# [Testo]
------

Perché è pericoloso usare l'intelligenza artificiale nei processi

Servono trasparenza e norme chiare per sapere come sono stati scritti gli algoritmi. Che spesso, a causa dell'apprendimento artificiale, finiscono per replicare tutta una serie di bias

Gli inesorabili sviluppi dei sistemi di intelligenza artificiale sono oramai visibili in quasi tutti gli ambiti della vita quotidiana e il giurista non può esimersi dal confrontarvisi.

 

Non siamo ancora (e per fortuna) al cospetto dei “giudici robot”. Ciò che più intriga e pone però i maggiori problemi etici è la cosiddetta giustizia predittiva che si occupa di prevedere la probabile decisione di uno specifico caso attraverso l’ausilio di algoritmi. E questo pone dei campanelli d’allarme soprattutto nel procedimento penale. Alcuni strumenti di valutazione del rischio sono stati utilizzati in un programma condotto dal Cipm – Centro italiano per la promozione della mediazione – nel carcere di Milano Bollate e presso il Presidio criminologico del Comune di Milano dal 2005, per la scelta del tipo di trattamento nei confronti di reati sessualmente connotati (qui la replica di CIPM). Tutto ciò sembra apparire espressione di progresso, efficienza e innovazione. Ma occorre prestare particolare attenzione. Gli strumenti di intelligenza artificiale si “cibano” di dati forniti da programmatori umani. Al di là del mero errore materiale o di calcolo, il rischio più grande è quello di incorrere in palesi discriminazioni ovvero in risultati manifestamente ingiusti. È stato evidenziato, ad esempio, come anche l’intelligenza artificiale sia viziata da un gender gap: vi è una sostanziale sottorappresentazione delle donne nella ricerca, nello sviluppo e nell’applicazione delle tecnologie di Ia. Questo divario si manifesta in diverse dimensioni, tra cui proprio i gender bias risultanti dall’algoritmo, che riflettono pregiudizi di genere che grazie all’apprendimento artificiale rischiano di essere perpetuati o addirittura accentuati.

------

# [Righe di dati]
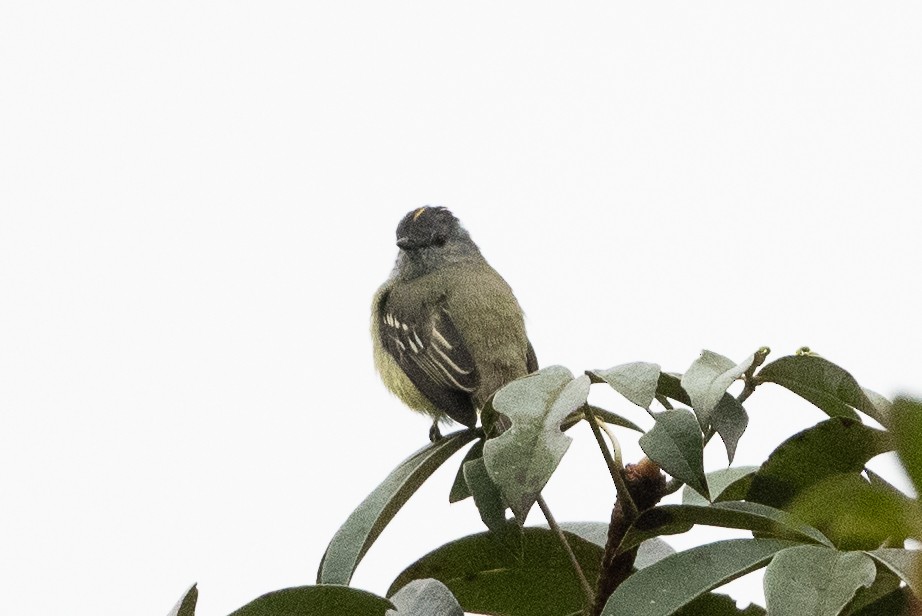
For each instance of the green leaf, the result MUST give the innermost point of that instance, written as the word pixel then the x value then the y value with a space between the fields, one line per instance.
pixel 615 419
pixel 364 525
pixel 856 514
pixel 895 603
pixel 675 444
pixel 675 519
pixel 648 552
pixel 636 381
pixel 333 600
pixel 882 407
pixel 425 598
pixel 905 563
pixel 729 420
pixel 707 380
pixel 837 445
pixel 675 581
pixel 652 551
pixel 523 458
pixel 186 605
pixel 870 601
pixel 489 580
pixel 831 388
pixel 718 481
pixel 490 505
pixel 815 580
pixel 670 386
pixel 907 432
pixel 713 604
pixel 459 490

------

# [Esercizi]
1. Restituisci integralmente il testo sull'intelligenza artificiale nei processi, senza alcuna modifica.
2. Nei record sostituisci "green leaf" con "yellow leaf" e riportali per intero, lasciando invariato tutto il resto. Ometti le immagini dalla risposta.

# [Le risposte]
1.
Perché è pericoloso usare l'intelligenza artificiale nei processi

Servono trasparenza e norme chiare per sapere come sono stati scritti gli algoritmi. Che spesso, a causa dell'apprendimento artificiale, finiscono per replicare tutta una serie di bias

Gli inesorabili sviluppi dei sistemi di intelligenza artificiale sono oramai visibili in quasi tutti gli ambiti della vita quotidiana e il giurista non può esimersi dal confrontarvisi.

 

Non siamo ancora (e per fortuna) al cospetto dei “giudici robot”. Ciò che più intriga e pone però i maggiori problemi etici è la cosiddetta giustizia predittiva che si occupa di prevedere la probabile decisione di uno specifico caso attraverso l’ausilio di algoritmi. E questo pone dei campanelli d’allarme soprattutto nel procedimento penale. Alcuni strumenti di valutazione del rischio sono stati utilizzati in un programma condotto dal Cipm – Centro italiano per la promozione della mediazione – nel carcere di Milano Bollate e presso il Presidio criminologico del Comune di Milano dal 2005, per la scelta del tipo di trattamento nei confronti di reati sessualmente connotati (qui la replica di CIPM). Tutto ciò sembra apparire espressione di progresso, efficienza e innovazione. Ma occorre prestare particolare attenzione. Gli strumenti di intelligenza artificiale si “cibano” di dati forniti da programmatori umani. Al di là del mero errore materiale o di calcolo, il rischio più grande è quello di incorrere in palesi discriminazioni ovvero in risultati manifestamente ingiusti. È stato evidenziato, ad esempio, come anche l’intelligenza artificiale sia viziata da un gender gap: vi è una sostanziale sottorappresentazione delle donne nella ricerca, nello sviluppo e nell’applicazione delle tecnologie di Ia. Questo divario si manifesta in diverse dimensioni, tra cui proprio i gender bias risultanti dall’algoritmo, che riflettono pregiudizi di genere che grazie all’apprendimento artificiale rischiano di essere perpetuati o addirittura accentuati.

2.
For each instance of the yellow leaf, the result MUST give the innermost point of that instance, written as the word pixel then the x value then the y value with a space between the fields, one line per instance.
pixel 615 419
pixel 364 525
pixel 856 514
pixel 895 603
pixel 675 444
pixel 675 519
pixel 648 552
pixel 636 381
pixel 333 600
pixel 882 407
pixel 425 598
pixel 905 563
pixel 729 420
pixel 707 380
pixel 837 445
pixel 675 581
pixel 652 551
pixel 523 458
pixel 186 605
pixel 870 601
pixel 489 580
pixel 831 388
pixel 718 481
pixel 490 505
pixel 815 580
pixel 670 386
pixel 907 432
pixel 713 604
pixel 459 490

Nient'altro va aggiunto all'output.